======== Texto de origen ========
En estos tiempos en los que caminamos mirando nuestros pies, pendientes de esquivar esos abismos que amenazan tragarnos y esos lagos en que tantos zozobran, lo suficientemente cerca para que escuchemos sus chapoteos y lamentos, pero lo bastante lejos como para escapar a nuestro auxilio, si acaso intentáramos procurarlo.
En estos tiempos de miradas traslúcidas y pieles quebradizas en que las certezas parecen haberse derrumbado, dejando paso a montoneras de preguntas estériles y dolorosos sueños rotos; en estos meses y meses que pesan como el interminable transcurso de las viejas grandes eras; ahora mismo, sí: en estos tiempos de elevadas construcciones que se derrumban y al hacerlo ya casi no hacen ruido. Polvo y gargantas irrritadas: malditos sean sus frutos.
Es tal la confusión. Decimos que los cielos nos amenazan cuando cuando es inminente su estallido, sin percatarnos del riesgo suave, infinito y artero que aguarda en el azul raso que, tarde o temprano, dejará de serlo: la incertidumbre, esa es la amenaza verdadera, por velada. Pero es también la puerta hacia la gloria, porque ignorar lo que ha de ser nos hace imprevisibles y libres.
Y qué hermosos y fértiles éramos allí aquella tarde, empapados hasta los huesos, sorprendidos y oliendo a tierra mojada.
Del cielo inmenso e inabarcable, como del viejo paraíso en el que tantos quisieron creer, como de la vieja memoria de aquella tarde, ya poco queda: apenas jirones a los que aferrarse.
======== Sección de datos ========
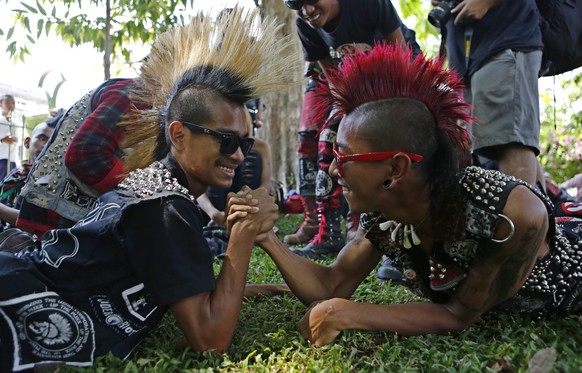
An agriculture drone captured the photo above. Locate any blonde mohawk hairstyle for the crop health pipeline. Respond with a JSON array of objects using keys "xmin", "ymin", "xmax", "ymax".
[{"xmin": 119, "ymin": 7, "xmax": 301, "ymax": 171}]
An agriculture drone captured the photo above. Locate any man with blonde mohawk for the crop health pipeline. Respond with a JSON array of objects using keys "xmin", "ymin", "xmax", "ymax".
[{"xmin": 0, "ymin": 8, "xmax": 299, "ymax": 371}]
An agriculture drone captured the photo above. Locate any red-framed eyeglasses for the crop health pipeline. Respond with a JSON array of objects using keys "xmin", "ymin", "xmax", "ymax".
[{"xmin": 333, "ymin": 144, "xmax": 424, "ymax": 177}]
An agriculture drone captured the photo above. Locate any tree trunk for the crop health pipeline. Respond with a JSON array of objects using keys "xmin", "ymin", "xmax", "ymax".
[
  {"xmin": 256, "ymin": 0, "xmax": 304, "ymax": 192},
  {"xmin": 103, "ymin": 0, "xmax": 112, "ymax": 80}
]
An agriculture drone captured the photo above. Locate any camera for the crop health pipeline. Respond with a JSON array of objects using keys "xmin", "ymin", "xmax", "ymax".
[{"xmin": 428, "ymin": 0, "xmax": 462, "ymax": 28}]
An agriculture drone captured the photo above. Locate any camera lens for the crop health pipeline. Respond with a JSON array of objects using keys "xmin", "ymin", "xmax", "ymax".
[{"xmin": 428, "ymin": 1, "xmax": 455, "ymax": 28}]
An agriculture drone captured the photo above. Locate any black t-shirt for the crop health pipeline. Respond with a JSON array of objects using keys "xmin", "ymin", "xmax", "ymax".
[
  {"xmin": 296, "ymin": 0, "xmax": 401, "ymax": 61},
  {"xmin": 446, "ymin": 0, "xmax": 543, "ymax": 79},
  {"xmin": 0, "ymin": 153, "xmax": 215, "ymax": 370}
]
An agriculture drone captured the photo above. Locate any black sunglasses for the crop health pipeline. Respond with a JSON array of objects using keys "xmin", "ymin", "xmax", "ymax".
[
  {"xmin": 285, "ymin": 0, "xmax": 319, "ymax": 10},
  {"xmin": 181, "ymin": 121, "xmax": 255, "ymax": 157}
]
========
======== Sección de datos ========
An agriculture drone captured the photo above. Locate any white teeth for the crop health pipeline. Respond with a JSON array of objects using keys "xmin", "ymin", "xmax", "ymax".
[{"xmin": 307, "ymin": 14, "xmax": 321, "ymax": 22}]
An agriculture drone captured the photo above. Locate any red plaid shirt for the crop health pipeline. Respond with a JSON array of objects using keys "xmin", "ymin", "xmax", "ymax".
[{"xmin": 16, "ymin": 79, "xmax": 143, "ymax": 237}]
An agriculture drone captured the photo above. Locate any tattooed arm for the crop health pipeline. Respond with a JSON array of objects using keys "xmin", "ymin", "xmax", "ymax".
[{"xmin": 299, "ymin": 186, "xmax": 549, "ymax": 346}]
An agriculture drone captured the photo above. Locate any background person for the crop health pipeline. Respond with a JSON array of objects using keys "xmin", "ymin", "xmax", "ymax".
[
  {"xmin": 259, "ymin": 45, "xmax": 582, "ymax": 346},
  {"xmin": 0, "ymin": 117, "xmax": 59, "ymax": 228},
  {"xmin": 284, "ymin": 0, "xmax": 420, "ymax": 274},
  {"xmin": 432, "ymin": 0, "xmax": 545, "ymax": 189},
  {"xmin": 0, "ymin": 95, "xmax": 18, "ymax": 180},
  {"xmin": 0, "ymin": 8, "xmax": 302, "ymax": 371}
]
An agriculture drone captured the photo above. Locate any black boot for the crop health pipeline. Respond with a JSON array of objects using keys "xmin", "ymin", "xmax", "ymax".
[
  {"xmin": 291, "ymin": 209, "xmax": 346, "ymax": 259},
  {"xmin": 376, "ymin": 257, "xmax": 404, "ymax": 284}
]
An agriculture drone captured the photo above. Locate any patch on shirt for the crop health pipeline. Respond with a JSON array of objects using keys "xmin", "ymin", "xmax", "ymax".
========
======== Sección de datos ========
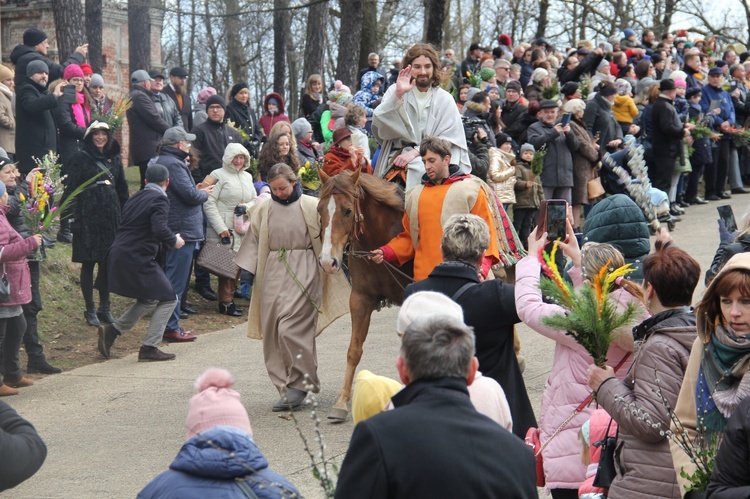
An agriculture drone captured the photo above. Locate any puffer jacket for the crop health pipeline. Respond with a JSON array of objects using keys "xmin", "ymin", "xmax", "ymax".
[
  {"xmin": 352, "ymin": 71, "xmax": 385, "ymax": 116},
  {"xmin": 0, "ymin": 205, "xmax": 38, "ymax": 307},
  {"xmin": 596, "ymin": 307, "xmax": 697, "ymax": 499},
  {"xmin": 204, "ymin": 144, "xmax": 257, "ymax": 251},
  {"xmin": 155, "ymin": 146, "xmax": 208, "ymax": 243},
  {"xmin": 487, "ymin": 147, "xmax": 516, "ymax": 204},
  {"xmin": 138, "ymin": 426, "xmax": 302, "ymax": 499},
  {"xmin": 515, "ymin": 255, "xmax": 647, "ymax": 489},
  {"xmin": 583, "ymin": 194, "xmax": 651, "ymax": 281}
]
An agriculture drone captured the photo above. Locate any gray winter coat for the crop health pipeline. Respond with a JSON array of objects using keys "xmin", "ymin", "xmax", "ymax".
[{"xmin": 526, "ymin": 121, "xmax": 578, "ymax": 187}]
========
Enunciado → Por favor, reescribe el texto de origen desde "Es tal la confusión." hasta "los que aferrarse." y cambia "paraíso" por "edén". Las líneas son material independiente del texto de origen.

Respuesta →
Es tal la confusión. Decimos que los cielos nos amenazan cuando cuando es inminente su estallido, sin percatarnos del riesgo suave, infinito y artero que aguarda en el azul raso que, tarde o temprano, dejará de serlo: la incertidumbre, esa es la amenaza verdadera, por velada. Pero es también la puerta hacia la gloria, porque ignorar lo que ha de ser nos hace imprevisibles y libres.
Y qué hermosos y fértiles éramos allí aquella tarde, empapados hasta los huesos, sorprendidos y oliendo a tierra mojada.
Del cielo inmenso e inabarcable, como del viejo edén en el que tantos quisieron creer, como de la vieja memoria de aquella tarde, ya poco queda: apenas jirones a los que aferrarse.